_TASK TO CARRY OUT:_ The entries below contain a stretch that opens with the line containing "negative clicks: (45, 11) (37, 3)" and closes with the line containing "positive clicks: (13, 49)"; set down that stretch exactly, both ends included, and nothing else.

_RECORDS SUPPLIED:_
* * * * *
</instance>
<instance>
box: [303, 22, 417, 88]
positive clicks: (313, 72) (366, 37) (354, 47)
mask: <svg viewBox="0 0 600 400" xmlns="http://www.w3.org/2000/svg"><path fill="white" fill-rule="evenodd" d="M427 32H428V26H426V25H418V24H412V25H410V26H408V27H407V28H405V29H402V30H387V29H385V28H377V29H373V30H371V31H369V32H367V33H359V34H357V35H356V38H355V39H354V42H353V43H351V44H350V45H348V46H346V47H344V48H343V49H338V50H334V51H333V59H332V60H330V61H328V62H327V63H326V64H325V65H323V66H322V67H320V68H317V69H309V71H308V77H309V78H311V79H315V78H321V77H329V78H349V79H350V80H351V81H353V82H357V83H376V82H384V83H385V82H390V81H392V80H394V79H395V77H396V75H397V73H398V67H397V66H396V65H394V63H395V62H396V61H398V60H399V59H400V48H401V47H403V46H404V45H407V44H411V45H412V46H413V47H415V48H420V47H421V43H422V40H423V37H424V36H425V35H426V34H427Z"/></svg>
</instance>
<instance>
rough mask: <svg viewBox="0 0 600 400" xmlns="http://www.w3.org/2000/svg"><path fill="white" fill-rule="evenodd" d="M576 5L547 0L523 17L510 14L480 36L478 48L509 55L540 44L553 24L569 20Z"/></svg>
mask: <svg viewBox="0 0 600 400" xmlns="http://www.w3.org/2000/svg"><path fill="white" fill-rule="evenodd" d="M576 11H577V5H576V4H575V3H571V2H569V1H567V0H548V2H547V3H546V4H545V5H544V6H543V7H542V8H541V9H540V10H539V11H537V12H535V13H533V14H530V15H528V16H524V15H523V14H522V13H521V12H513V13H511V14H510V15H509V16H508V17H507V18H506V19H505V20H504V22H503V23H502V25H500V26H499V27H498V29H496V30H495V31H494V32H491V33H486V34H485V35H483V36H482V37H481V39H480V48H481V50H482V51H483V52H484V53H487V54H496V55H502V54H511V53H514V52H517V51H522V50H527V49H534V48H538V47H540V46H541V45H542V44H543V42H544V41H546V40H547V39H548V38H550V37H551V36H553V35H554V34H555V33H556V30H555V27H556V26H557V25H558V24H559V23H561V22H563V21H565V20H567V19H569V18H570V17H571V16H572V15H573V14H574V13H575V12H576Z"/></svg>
* * * * *
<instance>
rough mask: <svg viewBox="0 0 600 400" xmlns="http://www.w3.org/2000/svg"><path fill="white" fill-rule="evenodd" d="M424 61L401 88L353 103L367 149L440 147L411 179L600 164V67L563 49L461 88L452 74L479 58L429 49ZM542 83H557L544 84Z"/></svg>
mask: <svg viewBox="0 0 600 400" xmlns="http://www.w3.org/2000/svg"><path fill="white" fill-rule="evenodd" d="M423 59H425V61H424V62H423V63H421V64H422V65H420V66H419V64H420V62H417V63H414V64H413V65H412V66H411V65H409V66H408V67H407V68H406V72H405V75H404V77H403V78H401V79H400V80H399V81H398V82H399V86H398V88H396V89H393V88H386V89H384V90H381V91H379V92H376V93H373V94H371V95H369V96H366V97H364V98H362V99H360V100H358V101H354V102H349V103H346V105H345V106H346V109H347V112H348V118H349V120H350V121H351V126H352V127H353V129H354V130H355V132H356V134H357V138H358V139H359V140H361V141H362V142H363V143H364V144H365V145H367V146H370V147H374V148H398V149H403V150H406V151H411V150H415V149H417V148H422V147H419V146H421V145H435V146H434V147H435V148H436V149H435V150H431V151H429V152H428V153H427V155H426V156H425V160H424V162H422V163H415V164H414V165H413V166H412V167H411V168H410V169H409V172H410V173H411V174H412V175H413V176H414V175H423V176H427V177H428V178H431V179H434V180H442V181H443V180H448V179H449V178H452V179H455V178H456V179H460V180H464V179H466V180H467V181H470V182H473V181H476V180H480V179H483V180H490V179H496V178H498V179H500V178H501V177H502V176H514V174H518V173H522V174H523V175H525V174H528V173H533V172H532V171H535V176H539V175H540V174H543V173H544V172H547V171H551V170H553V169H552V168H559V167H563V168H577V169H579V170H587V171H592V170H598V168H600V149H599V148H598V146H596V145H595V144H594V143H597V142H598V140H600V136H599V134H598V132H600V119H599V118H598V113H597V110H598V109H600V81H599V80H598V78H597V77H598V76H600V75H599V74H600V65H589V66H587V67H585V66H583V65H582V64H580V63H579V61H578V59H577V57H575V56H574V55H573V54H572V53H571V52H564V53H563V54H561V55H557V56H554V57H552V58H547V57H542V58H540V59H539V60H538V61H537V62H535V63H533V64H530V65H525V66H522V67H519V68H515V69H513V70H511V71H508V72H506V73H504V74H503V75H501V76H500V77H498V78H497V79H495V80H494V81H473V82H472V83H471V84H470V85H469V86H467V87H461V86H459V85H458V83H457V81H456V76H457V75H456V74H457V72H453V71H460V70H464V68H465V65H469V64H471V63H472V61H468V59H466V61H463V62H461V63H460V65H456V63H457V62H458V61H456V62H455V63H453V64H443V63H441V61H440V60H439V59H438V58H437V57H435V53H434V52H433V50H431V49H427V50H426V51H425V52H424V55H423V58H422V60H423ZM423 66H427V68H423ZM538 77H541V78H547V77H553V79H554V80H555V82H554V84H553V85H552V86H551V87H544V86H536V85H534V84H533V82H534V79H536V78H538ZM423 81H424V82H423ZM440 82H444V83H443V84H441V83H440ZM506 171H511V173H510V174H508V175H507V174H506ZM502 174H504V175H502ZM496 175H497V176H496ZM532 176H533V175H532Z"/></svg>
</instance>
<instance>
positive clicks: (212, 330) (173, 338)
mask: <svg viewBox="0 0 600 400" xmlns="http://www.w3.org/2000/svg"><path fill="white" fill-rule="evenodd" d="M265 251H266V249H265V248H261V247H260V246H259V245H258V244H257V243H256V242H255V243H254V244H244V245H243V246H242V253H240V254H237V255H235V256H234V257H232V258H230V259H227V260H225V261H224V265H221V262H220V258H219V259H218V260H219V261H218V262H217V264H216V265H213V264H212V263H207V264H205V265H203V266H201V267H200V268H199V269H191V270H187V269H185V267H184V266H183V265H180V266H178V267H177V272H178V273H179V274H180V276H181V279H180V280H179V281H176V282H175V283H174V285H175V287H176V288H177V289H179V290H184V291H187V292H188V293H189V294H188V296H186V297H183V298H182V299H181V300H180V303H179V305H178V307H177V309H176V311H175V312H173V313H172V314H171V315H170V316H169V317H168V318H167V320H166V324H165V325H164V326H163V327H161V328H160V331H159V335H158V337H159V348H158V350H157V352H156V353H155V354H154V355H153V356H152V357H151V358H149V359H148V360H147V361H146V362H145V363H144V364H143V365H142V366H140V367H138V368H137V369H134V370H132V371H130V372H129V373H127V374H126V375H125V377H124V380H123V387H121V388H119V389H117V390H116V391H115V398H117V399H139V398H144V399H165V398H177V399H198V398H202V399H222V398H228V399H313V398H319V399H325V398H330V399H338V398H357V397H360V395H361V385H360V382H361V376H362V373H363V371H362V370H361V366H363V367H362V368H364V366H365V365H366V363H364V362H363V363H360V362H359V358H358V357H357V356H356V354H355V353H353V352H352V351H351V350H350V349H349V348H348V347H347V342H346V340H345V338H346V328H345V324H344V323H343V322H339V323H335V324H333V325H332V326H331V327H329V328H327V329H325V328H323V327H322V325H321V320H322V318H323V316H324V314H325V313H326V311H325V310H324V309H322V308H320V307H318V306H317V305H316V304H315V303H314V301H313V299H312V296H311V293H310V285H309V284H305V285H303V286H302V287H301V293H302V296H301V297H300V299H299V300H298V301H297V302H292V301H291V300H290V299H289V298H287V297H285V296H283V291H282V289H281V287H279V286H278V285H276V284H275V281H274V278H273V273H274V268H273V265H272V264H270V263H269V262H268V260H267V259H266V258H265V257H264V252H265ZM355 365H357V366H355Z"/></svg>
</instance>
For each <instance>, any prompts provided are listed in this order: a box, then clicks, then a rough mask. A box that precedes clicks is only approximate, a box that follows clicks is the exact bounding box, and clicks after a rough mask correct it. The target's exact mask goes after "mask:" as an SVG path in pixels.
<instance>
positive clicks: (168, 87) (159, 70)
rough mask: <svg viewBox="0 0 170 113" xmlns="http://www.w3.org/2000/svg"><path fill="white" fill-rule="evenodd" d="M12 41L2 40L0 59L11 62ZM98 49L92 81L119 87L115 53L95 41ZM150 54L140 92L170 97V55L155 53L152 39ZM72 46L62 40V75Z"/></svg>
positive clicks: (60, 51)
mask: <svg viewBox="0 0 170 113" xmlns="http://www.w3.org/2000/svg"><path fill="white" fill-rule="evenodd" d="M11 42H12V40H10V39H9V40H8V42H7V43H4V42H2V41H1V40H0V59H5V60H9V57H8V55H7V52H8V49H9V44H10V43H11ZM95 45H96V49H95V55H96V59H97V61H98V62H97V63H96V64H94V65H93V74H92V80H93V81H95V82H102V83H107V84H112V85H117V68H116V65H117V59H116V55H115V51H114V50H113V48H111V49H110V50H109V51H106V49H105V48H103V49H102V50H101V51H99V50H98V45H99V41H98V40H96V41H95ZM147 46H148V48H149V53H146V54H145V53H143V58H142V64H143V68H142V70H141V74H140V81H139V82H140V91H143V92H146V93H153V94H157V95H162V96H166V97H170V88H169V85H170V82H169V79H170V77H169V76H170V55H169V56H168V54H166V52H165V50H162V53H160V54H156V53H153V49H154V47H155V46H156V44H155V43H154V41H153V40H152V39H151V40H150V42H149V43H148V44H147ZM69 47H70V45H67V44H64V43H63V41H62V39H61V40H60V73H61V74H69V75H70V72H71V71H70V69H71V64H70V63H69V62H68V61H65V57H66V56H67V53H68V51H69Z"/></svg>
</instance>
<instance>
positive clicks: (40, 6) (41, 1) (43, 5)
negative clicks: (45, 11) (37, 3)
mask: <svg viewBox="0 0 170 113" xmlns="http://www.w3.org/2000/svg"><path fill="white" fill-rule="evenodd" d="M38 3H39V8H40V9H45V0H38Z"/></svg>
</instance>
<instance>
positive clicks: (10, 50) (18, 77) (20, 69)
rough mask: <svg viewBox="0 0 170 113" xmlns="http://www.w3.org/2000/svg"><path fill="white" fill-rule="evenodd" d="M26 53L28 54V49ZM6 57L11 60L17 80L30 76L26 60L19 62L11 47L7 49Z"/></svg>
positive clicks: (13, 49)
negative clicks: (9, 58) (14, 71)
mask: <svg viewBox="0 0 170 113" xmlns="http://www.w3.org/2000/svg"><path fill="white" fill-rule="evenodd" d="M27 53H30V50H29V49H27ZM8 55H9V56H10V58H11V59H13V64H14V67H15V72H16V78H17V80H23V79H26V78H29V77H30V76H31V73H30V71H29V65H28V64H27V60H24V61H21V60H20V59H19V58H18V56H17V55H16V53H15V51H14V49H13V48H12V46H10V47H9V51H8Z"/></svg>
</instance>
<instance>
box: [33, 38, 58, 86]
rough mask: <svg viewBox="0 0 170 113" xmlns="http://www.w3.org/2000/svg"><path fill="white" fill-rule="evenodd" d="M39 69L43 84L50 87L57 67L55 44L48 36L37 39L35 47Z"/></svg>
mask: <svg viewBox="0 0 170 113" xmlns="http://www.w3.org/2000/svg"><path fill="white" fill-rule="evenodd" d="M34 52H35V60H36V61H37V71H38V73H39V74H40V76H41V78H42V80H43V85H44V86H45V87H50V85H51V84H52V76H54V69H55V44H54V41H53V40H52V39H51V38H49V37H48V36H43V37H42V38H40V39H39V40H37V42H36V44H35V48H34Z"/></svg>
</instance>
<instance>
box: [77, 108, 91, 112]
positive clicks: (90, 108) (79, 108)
* * * * *
_YOUR SOLUTION:_
negative clicks: (45, 11) (37, 3)
mask: <svg viewBox="0 0 170 113" xmlns="http://www.w3.org/2000/svg"><path fill="white" fill-rule="evenodd" d="M38 3H39V8H40V9H45V0H38Z"/></svg>
</instance>
<instance>
positive clicks: (10, 50) (18, 77) (20, 69)
rough mask: <svg viewBox="0 0 170 113" xmlns="http://www.w3.org/2000/svg"><path fill="white" fill-rule="evenodd" d="M26 53L28 54V49ZM6 57L11 60L17 80L30 76L26 60L19 62L11 47L7 49Z"/></svg>
positive clicks: (13, 49)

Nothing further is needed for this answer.